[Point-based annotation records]
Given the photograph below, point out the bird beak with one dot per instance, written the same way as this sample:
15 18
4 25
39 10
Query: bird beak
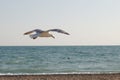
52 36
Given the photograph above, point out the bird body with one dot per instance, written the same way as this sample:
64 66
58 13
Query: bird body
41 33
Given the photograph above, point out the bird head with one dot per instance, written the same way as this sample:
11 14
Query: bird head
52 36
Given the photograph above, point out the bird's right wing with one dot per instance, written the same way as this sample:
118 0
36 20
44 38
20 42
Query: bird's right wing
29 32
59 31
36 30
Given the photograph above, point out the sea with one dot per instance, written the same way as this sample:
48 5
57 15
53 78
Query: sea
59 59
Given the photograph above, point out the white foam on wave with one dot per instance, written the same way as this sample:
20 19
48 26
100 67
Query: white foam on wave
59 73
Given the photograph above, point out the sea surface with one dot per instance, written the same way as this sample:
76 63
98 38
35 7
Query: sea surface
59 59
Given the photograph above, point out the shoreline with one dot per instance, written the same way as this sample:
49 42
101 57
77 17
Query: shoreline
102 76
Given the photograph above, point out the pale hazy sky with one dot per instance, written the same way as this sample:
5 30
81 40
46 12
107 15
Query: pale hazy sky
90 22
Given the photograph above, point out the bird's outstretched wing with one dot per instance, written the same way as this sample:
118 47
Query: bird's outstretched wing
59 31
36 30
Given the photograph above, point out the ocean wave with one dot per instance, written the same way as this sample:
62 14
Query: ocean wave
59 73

==

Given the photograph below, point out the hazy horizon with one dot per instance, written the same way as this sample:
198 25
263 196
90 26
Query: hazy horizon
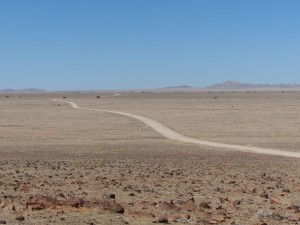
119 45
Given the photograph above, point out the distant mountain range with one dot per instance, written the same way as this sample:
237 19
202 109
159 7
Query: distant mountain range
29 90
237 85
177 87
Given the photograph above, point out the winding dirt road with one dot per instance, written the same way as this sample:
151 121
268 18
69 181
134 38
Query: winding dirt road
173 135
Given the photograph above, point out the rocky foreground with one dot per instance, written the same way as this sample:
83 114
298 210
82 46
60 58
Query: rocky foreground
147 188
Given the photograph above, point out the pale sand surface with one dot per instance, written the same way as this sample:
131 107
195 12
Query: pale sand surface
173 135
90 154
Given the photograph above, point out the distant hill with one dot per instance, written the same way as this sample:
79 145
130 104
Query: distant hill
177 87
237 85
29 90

---

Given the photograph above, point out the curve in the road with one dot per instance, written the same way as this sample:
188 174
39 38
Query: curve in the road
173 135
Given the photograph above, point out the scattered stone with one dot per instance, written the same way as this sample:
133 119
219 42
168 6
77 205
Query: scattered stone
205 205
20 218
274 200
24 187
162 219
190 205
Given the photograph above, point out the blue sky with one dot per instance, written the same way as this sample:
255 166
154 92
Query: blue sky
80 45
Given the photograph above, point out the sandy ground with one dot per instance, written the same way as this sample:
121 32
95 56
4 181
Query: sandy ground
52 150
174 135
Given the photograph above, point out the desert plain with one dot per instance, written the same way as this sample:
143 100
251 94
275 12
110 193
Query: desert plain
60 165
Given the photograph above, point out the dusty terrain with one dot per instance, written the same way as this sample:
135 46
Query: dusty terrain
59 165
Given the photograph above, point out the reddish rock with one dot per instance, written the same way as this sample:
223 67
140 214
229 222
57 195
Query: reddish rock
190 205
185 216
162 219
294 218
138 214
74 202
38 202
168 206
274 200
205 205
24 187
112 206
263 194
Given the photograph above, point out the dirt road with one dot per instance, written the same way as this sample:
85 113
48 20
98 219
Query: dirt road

● Task brief
Please copy the records again, starting at the line that contains "Given the photograph above, point out the curve" and stopping after the line that contains "Query: dirt road", with the requests kept in. Shift every coordinate in the answers up by 105, leaving the requests and their format samples unchanged.

● Task solution
Given the photograph above, point out the curve in the road with one dot per instance, written the same way as this sample:
188 174
39 38
Query: curve in the road
278 240
Given the photograph above, point out the scattered stone with one dot per instance, written the same way as this sample:
133 119
219 42
168 6
77 205
Query: scattered stone
310 310
125 323
379 305
129 292
267 324
295 310
Given the photograph above, point out the blue sky with one dot per instance, written the same way as this sample:
255 166
154 92
Query: blue sky
185 150
Given the photograph above, point out the sandy ground with one dot per instance, written the same way as this sample:
121 32
95 56
4 181
Query: sandy ground
157 255
279 240
Given the photograph above, point out the desert plain with one dot per instance, written the same way as this sample:
143 100
251 94
275 12
110 193
Query: desert plain
165 270
Given the photograph above, point out the dusty terrain with one dot per instance, written the same way as this sample:
135 46
Query: dusty terrain
164 270
Given the photograph above, point out the reddish rock with one dot per instance, written the same way as this sample:
223 67
140 214
229 222
57 195
Query: reddish rock
295 310
290 321
267 324
399 323
243 319
179 307
143 307
273 311
379 305
310 310
129 292
217 311
368 299
Given the photograph above, point out the dirt road with one dot per instance, written the same way as this sample:
85 113
48 20
98 219
Query: dirt road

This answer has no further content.